MADRAS, OR -- St. Charles Health System is conducting full-scale active weapons threat drills. The first was earlier this month at the Prineville hospital. And, the next is scheduled for Monday evening at the Madras campus. People may notice more emergency vehicles than normal at the hospital, during the training.
Andrea Kidder is the Emergency Management Coordinator for the health system. She says the drills were created after talking with staff at all four Central Oregon hospitals. "I guess I phrase it as ‘what keeps you up at night?’ And, it’s been [an] overwhelming response that it is a potential shooting event or an active weapons threat, as we call it, in the hospital setting." She tells KBND News, "In order for our caregivers to, as I say, so they can sleep at night and be more prepared, we’re going to drill with our community partners and test our response. And then, also see how we would integrate with law enforcement and EMS, coming in to the hospital setting if, knock on wood – hopefully it won’t happen – but, potentially, we do have that active weapons threat situation."
The hospital has partnered with Jefferson County law enforcement agencies and EMS for Monday's operation. Kidder says they’ll run two scenarios. The first will take place inside the main hospital, and will allow staff to practice their "run, hide, fight" training, "Because, if you’re running during an exercise, or even during an active weapons threat, yes, you might have to leave some of your patients so you can save yourself. And return afterwards so you can take care of them." She says they're bringing in additional staff to make sure patient care isn't impacted.

** Explore the material **
[A] List the actions that make up the staff training named in the hospital drill article.
[B] In the hospital drill article, what is Andrea Kidder's job title with the health system?
[C] Extend the hospital drill article, picking up after its final sentence.
The lines that come next aren't needed here.

** Available data **
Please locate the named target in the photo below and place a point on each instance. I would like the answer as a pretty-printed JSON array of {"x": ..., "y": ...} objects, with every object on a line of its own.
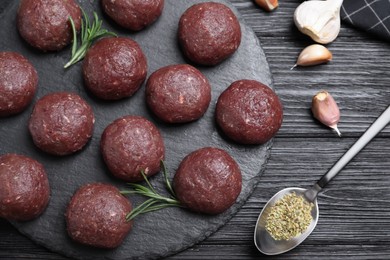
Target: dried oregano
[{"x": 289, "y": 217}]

** Answers by item number **
[A] run, hide, fight

[B] Emergency Management Coordinator

[C]
The second drill takes place in the health clinic, which is closed in the evening. She says organizers learned from the Prineville training that scenarios needed to be as realistic as possible, for first responders. So, staff will be dressed up as victims and, "They will smell gunfire, they will see shell casings, they will see, unfortunately, blood on the wall; and those are indicators as to where to find the shooters."
Kidder says the Madras training is from 5:30 to 7 p.m. to have minimal impact on hospital operations, "And then, we will do Redmond, as well; and Bend will be last. We’ll do all four of these by the end of the year."